Nationwide Children’s Hospital today announced its first implant of the Medtronic Harmony™ Transcatheter Pulmonary Valve (TPV)—an investigational heart valve designed to help patients with Congenital Heart Disease (CHD)—as part of a new clinical study that will evaluate the valve’s safety and effectiveness. The procedure was performed at Nationwide Children’s by John P. Cheatham, MD
, George H. Dunlap Endowed Chair in Interventional Cardiology and Co-Director of The Heart Center at Nationwide Children’s
Congenital heart disease (CHD) is the most common type of birth defect in the United States, affecting an estimated 40,000 infants each year.i ii There are many different types of CHD, including abnormalities in the structure of the heart and pulmonary artery/valve. After surgical correction of these defects, ie. Tetralogy of Fallot, the pulmonary valve is altered or removed, resulting in severe leakiness of the valve. With severe pulmonary valve regurgitation symptoms may occur, ranging from mild to severe, from tiredness or shortness of breath to fatigue, dizziness or weakness while performing normal activities. It can also lead to irregular heartbeats, chest pain or fainting (syncope).
For CHD patients born with pulmonary artery/valve abnormalities who undergo a surgical repair early in life, the Harmony TPV is designed to provide a less invasive option to restore normal valve function later in life. Currently, the only approved option in the United States for these patients is an open heart surgical valve replacement.
The Harmony TPV therapy builds off of the Medtronic Melody TPV technology, which has been implanted in more than 10,000 patients worldwide. The Melody TPV was designed for patients with a failing right ventricular to pulmonary artery valved conduit, which accounts for only about 23% of this patient population. The Harmony TPV Clinical Study is expected to enroll 40 patients across approximately 10 centers in the United States and Canada, and if successful can potentially serve ~ 77% of this patient population.
“We are honored to be the first site to implant this device, both in the past Early Feasibility Study and now as part of this pivotal clinical trial,” said Dr. Cheatham.
About Nationwide Children’s Hospital
Named to the Top 10 Honor Roll on U.S. News & World Report’s 2016-17 list of “America’s Best Children’s Hospitals,” Nationwide Children’s Hospital is one of America’s largest not-for-profit freestanding pediatric healthcare systems providing wellness, preventive, diagnostic, treatment and rehabilitative care for infants, children and adolescents, as well as adult patients with congenital disease. Nationwide Children’s has a staff of more than 11,000 providing state-of-the-art pediatric care during more than 1.2 million patient visits annually. As home to the Department of Pediatrics of The Ohio State University College of Medicine, Nationwide Children’s physicians train the next generation of pediatricians and pediatric specialists. The Research Institute at Nationwide Children’s Hospital is one of the Top 10 National Institutes of Health-funded freestanding pediatric research facilities. More information is available at NationwideChildrens.org
i Hoffman JL, Kaplan S. The incidence of congenital heart disease. J Am Coll Cardiol. 2002;39(12):1890-1900.
ii Reller MD, Strickland MJ, Riehle-Colarusso T, Mahle WT, Correa A. Prevalence of congenital heart defects in Atlanta, 1998-2005. J Pediatrics 2008;153:807-813.
*Dr. Cheatham is a paid consultant for Medtronic.

[Stored dataset items]
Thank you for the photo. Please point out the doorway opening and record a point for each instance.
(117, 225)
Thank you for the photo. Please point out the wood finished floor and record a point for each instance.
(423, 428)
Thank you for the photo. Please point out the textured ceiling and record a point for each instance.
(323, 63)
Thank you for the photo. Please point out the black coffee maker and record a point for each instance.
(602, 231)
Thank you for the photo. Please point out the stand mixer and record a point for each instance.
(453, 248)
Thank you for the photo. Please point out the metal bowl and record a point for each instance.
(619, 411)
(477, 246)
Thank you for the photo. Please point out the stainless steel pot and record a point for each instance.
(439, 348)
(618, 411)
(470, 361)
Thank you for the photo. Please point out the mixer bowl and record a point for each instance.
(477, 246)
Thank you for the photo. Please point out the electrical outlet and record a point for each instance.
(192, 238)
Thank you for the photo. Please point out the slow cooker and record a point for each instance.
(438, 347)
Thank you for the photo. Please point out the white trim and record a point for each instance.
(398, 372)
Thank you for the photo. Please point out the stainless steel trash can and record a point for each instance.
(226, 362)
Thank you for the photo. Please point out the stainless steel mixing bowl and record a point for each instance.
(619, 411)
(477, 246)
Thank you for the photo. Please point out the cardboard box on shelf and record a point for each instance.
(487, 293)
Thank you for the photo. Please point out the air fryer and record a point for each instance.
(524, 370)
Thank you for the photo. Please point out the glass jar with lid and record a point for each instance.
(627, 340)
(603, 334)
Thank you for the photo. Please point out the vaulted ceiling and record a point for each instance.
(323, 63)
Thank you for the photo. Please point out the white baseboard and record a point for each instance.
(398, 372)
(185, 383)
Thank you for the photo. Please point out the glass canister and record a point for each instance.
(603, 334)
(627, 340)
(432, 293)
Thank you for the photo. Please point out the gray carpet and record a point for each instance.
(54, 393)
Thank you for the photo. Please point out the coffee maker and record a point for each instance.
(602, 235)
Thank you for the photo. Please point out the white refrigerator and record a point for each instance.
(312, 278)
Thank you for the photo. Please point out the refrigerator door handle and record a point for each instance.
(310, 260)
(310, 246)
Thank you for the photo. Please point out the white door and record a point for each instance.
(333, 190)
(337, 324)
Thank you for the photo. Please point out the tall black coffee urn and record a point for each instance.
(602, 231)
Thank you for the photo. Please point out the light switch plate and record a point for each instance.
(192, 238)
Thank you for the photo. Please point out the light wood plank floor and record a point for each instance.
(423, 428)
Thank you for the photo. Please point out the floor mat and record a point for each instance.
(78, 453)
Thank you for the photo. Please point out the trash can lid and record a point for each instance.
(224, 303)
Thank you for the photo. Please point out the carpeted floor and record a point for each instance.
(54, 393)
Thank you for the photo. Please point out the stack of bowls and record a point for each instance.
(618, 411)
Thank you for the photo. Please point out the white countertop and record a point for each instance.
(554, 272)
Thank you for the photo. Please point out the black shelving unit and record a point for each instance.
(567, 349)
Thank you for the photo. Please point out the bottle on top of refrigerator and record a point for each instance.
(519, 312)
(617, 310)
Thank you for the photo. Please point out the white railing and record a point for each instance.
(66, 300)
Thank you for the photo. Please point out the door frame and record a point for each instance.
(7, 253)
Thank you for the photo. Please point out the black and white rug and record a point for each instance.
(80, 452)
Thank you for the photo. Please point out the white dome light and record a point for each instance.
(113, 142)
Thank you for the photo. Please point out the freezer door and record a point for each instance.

= Tasks and exercises =
1) From the text about the Harmony heart valve implant, list the kinds of care that Nationwide Children's Hospital is said to provide.
2) In the text about the Harmony heart valve implant, reproduce word for word the passage starting at "ii Reller MD, Strickland" and ending at "J Pediatrics 2008;153:807-813.".

= Your responses =
1)
- Wellness
- Preventive
- Diagnostic
- Treatment
- Rehabilitative

2)
ii Reller MD, Strickland MJ, Riehle-Colarusso T, Mahle WT, Correa A. Prevalence of congenital heart defects in Atlanta, 1998-2005. J Pediatrics 2008;153:807-813.